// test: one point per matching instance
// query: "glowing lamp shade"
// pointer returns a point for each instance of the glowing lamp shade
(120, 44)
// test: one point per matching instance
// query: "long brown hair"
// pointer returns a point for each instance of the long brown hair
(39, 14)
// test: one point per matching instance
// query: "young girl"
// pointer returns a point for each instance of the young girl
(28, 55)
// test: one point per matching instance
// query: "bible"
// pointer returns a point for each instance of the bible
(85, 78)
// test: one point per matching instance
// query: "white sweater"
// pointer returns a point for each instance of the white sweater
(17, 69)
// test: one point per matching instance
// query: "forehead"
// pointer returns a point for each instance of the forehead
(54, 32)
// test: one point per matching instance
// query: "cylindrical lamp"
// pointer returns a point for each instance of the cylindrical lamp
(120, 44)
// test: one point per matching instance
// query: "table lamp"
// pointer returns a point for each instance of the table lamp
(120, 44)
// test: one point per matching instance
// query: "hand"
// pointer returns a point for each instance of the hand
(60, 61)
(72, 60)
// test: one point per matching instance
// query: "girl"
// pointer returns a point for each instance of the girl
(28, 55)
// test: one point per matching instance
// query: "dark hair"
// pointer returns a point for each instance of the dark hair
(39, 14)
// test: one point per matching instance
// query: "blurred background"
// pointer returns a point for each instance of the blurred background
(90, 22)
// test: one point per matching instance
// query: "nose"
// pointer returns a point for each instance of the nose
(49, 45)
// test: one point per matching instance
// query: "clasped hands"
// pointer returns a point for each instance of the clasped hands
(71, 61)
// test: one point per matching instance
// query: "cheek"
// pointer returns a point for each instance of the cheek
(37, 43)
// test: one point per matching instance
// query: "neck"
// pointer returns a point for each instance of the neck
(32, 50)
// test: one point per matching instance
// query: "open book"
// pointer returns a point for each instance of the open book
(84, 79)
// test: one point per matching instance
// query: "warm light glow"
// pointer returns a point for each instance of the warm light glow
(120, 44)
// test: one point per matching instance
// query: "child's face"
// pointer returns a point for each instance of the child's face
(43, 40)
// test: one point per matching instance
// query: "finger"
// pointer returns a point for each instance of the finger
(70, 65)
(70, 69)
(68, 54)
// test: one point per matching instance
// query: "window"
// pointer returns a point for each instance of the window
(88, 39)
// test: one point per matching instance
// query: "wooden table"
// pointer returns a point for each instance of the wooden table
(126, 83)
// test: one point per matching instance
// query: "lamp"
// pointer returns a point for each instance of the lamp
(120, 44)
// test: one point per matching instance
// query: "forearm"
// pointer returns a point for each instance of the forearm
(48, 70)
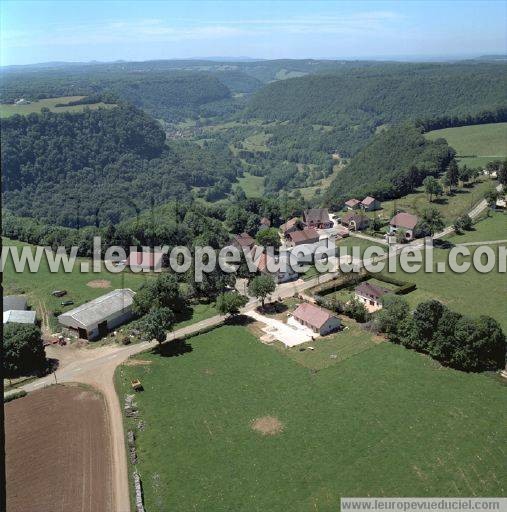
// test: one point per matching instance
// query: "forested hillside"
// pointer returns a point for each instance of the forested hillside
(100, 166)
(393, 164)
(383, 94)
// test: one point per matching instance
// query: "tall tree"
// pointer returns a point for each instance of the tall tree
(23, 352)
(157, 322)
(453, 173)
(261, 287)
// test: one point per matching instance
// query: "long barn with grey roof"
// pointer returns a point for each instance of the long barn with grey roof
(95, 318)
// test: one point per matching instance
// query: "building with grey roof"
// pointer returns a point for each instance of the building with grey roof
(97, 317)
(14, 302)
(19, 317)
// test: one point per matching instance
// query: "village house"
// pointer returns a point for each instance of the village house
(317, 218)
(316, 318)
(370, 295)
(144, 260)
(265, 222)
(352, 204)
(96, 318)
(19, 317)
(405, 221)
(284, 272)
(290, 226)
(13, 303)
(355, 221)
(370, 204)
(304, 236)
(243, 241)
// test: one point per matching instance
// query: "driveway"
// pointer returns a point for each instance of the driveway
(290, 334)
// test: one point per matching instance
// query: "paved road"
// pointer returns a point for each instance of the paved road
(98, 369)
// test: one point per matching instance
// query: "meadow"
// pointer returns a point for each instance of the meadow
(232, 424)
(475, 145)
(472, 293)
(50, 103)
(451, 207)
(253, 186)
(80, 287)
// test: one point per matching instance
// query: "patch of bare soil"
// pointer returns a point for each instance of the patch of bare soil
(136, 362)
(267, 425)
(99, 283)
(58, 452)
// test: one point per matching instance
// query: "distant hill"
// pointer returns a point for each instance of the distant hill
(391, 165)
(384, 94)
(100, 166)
*-*-*
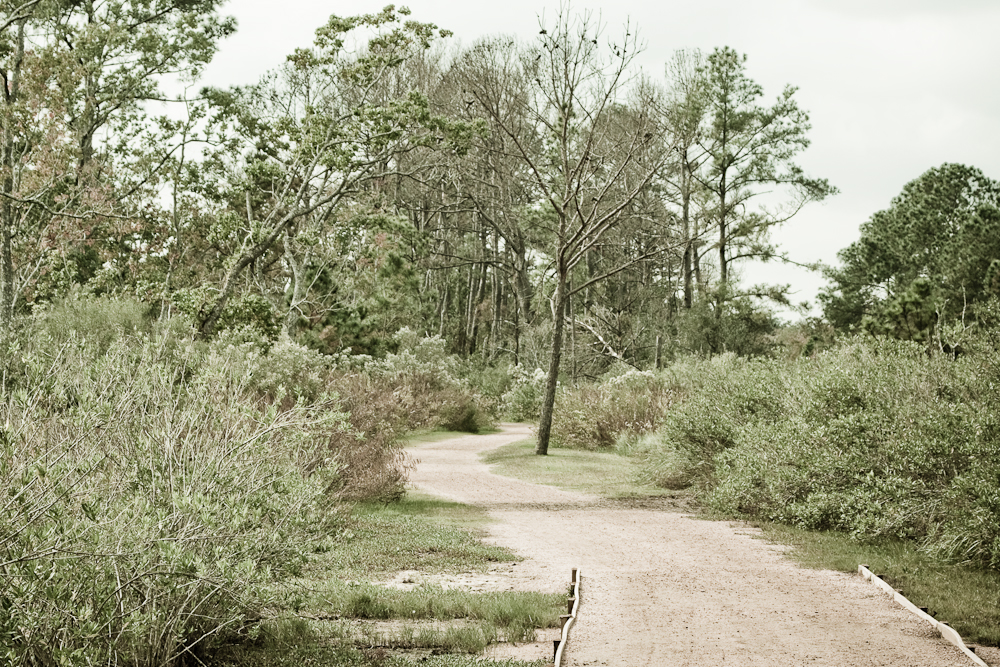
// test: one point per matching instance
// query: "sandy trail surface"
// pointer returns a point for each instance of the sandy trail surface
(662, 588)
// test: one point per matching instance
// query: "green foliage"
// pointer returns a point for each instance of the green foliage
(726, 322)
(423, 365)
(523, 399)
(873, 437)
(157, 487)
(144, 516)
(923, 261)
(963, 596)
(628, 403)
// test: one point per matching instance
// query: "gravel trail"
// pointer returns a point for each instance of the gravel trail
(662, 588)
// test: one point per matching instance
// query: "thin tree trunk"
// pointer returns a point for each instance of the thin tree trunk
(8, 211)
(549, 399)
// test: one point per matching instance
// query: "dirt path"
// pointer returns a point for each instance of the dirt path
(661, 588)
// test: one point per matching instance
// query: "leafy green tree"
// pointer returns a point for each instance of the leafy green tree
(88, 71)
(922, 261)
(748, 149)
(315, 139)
*-*-*
## What is expected
Gather every line from the records above that contains the string "trunk" and copy each one out. Case counts, so a match must have the same capitalization.

## Written answer
// query: "thin tree trunk"
// pointer returns a point for each instance of the thin tree trunk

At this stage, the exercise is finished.